'''
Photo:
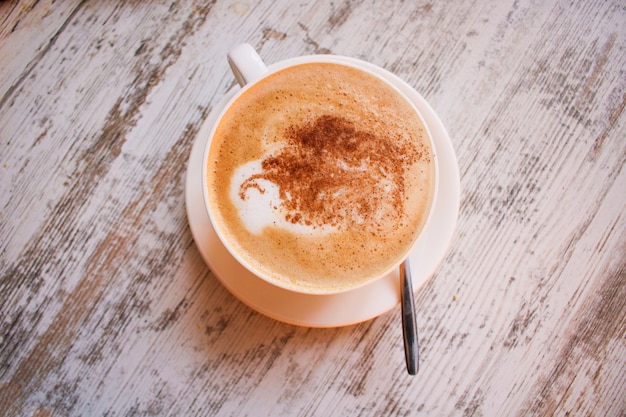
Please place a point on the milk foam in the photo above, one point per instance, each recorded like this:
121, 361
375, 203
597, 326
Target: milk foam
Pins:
261, 205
'''
What to do :: Format every line of the items above as a numbered list, leaving out blank lines and the pictures.

Solution ::
1. Photo:
2. Please place a point on the milk foam in the photo above, one point per instance, each recorded like this:
3. 121, 361
4. 375, 203
5. 597, 326
6. Target: milk foam
7. Pins:
8. 261, 205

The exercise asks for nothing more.